• WHAT IS EXPECTED: Switch "blue pool water" to "swimming pool water" in the entries below and give them again with every other word unchanged. Leave the pictures out of your answer.

Saved data entries:
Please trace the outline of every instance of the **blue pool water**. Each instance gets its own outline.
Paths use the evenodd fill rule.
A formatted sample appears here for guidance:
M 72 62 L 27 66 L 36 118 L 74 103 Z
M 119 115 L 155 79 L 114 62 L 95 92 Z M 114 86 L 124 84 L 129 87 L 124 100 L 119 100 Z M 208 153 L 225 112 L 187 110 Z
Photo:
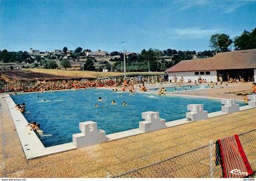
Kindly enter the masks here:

• WRITTEN REPLY:
Please trace the outline of every instance of the **swimming pool water**. Each instance gets its own outline.
Paths use the evenodd fill rule.
A formatted sample appears here for guidance:
M 72 62 L 27 66 L 36 118 L 74 103 Z
M 119 115 L 155 79 L 114 62 L 95 92 Z M 114 86 L 124 84 L 129 87 L 124 100 L 119 100 Z M 208 153 L 225 112 L 187 110 Z
Photo:
Kindly enter the masks here:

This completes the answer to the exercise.